[Brano proposto]
________

Un rapporto dell’organizzazione umanitaria Medici Senza Frontiere (Msf) denuncia la repressione sui manifestanti e sugli attivisti pro-democrazia attuata dal governo di Manama attraverso l’utilizzo delle strutture sanitarie del Paese, trasformate in “luoghi dove avere paura”. Come evidenzia la relazione, dall’inizio degli scontri lo scorso febbraio, che vedono contrapposti la popolazione a maggioranza sciita e il governo sunnita della dinastia Al Khalifa, le strutture sanitarie, solitamente molto efficienti e ben funzionanti, non riescono più a soddisfare le esigenze mediche dei civili. L’esercito ha preso di mira lo stesso personale ospedaliero, “paralizzando” il lavoro e impedendo il dispiegamento di un servizio imparziale e efficiente.
Si legge nel rapporto di Msf che “i manifestanti feriti vengono identificati, l’accesso agli ospedali è limitato per scoraggiare la gente a protestare e coloro che tentano di farsi curare sono arrestati”. Inoltre “diversi pazienti hanno confermato di essere stati sistematicamente picchiati e intimiditi nelle corsie ospedaliere”, secondo quanto affermato anche da Latifa Ayada, coordinatore medico di Msf.
Il caso più eclatante è l’ospedale di Salmaniya, il più grande del Paese e già utilizzato dai manifestanti come punto di raduno, attorno al quale “i militari hanno stabilito dei checkpoint con carri armati”. Il governo tuttavia si difende, negando di aver abusato dei pazienti e ribadendo che le truppe schierate attorno all’ospedale si occupando del mero mantenimento dell’ordine.

________

[Informazioni riportate]
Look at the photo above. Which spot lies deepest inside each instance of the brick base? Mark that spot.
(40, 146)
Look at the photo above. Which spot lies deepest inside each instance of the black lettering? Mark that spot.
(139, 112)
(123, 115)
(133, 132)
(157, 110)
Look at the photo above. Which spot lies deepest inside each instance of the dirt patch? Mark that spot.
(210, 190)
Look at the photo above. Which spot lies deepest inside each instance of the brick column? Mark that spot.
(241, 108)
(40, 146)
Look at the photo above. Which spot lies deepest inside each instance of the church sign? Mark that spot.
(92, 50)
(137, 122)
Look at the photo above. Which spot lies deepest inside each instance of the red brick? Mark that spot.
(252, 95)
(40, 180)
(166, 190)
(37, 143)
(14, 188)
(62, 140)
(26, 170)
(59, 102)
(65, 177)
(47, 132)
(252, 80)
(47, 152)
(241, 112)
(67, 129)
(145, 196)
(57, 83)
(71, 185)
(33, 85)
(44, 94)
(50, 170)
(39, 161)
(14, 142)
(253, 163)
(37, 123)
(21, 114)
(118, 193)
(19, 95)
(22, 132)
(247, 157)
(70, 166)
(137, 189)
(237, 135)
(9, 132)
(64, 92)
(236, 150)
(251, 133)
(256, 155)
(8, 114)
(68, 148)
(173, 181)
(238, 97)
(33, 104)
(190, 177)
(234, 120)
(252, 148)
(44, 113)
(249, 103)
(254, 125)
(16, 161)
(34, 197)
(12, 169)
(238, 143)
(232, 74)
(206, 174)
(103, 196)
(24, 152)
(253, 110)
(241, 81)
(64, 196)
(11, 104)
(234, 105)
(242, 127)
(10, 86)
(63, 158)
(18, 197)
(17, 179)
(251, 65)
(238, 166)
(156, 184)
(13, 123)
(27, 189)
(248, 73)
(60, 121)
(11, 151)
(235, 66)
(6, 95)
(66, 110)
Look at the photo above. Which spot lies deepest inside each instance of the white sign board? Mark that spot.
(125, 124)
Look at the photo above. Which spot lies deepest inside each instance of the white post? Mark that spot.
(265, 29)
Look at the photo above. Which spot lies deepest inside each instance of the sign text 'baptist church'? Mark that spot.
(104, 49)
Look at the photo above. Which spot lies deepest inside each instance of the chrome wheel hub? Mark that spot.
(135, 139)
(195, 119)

________

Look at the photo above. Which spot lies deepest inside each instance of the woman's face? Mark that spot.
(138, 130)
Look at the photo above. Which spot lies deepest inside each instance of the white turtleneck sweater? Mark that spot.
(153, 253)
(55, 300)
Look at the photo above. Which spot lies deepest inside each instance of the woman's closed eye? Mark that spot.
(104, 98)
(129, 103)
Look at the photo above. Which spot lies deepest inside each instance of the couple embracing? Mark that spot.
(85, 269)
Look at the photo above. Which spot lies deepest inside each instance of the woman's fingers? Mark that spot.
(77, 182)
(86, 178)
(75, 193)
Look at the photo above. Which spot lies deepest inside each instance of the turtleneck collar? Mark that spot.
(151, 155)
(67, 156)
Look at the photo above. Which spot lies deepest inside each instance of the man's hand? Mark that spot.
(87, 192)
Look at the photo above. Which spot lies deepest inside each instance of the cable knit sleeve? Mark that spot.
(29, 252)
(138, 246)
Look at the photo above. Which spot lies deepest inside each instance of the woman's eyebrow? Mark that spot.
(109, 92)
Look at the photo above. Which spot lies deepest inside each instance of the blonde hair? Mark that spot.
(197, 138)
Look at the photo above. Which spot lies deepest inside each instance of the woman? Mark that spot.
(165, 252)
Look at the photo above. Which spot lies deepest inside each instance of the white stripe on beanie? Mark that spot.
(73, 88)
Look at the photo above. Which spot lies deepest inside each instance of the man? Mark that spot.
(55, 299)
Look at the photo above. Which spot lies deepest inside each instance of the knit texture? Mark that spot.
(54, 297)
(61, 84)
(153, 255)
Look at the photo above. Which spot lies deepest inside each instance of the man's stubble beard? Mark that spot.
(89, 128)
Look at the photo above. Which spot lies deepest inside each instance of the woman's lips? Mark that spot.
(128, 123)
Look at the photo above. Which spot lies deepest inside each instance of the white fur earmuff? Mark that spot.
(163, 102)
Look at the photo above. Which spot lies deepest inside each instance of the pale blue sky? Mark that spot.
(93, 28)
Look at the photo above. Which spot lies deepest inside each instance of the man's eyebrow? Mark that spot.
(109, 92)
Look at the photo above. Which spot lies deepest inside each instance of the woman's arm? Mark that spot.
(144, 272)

________

[Verifica la comprensione]
A. Riscrivi la parte del brano proposto compresa tra "Il caso più" e "mero mantenimento dell’ordine.", estremi inclusi, sostituendo "carri armati" con "mezzi blindati".
B. Secondo il brano proposto:
(i) Quale organizzazione ha redatto il rapporto?
(ii) Quale incarico ricopre Latifa Ayada?
(iii) Qual è l'ospedale più grande del Paese?

[Risposte ai compiti]
A.
Il caso più eclatante è l’ospedale di Salmaniya, il più grande del Paese e già utilizzato dai manifestanti come punto di raduno, attorno al quale “i militari hanno stabilito dei checkpoint con mezzi blindati”. Il governo tuttavia si difende, negando di aver abusato dei pazienti e ribadendo che le truppe schierate attorno all’ospedale si occupando del mero mantenimento dell’ordine.

B.
(i) Medici Senza Frontiere (Msf).
(ii) È coordinatore medico di Msf.
(iii) L'ospedale di Salmaniya.